Copy out every record below with complete accuracy.

[Start TASK MATERIAL]

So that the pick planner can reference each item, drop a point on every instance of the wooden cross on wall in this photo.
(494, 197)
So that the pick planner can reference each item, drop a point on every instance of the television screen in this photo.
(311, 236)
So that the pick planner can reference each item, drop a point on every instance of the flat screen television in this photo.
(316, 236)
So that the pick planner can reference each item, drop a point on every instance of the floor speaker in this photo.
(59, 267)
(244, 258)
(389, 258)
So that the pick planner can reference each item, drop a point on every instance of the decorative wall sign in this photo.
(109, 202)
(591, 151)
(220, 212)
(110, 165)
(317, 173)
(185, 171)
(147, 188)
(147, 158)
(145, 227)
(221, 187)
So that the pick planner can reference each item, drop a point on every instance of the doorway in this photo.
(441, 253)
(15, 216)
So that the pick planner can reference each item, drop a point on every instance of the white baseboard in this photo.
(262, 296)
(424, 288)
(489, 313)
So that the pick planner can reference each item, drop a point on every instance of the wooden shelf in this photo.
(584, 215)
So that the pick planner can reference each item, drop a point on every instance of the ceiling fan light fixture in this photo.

[End TASK MATERIAL]

ANSWER FOR THE TASK:
So that the pick planner can reference each item, drop a point on every instance of the wooden cross on wall in this photo.
(494, 197)
So that the pick planner can reference each item, drop a point on every instance of the television screen in this photo.
(311, 236)
So that the pick planner can reference each item, drop a point on every instance of the flat screen television in this photo.
(316, 236)
So that the pick planner can reference each item, drop a point on every instance of the floor speaker in this photo.
(59, 267)
(244, 258)
(389, 258)
So that the pick planner can reference each item, drop a point on every instance of the decorative wall sign in this photo.
(109, 202)
(591, 151)
(220, 212)
(110, 165)
(317, 173)
(185, 171)
(147, 188)
(147, 158)
(145, 227)
(221, 187)
So that the pick planner can reference each item, drop a point on every instance of the doorway in this photo.
(441, 253)
(15, 216)
So that the pick planner can reference each item, drop a point on every instance of the white baseboard in this photo.
(262, 296)
(424, 288)
(489, 313)
So that the pick planner can reference each item, drop a point on every instance of the wooden shelf in this photo.
(584, 215)
So that the pick planner can reference each item, drop a point on every instance of the ceiling fan light fixture in this photo.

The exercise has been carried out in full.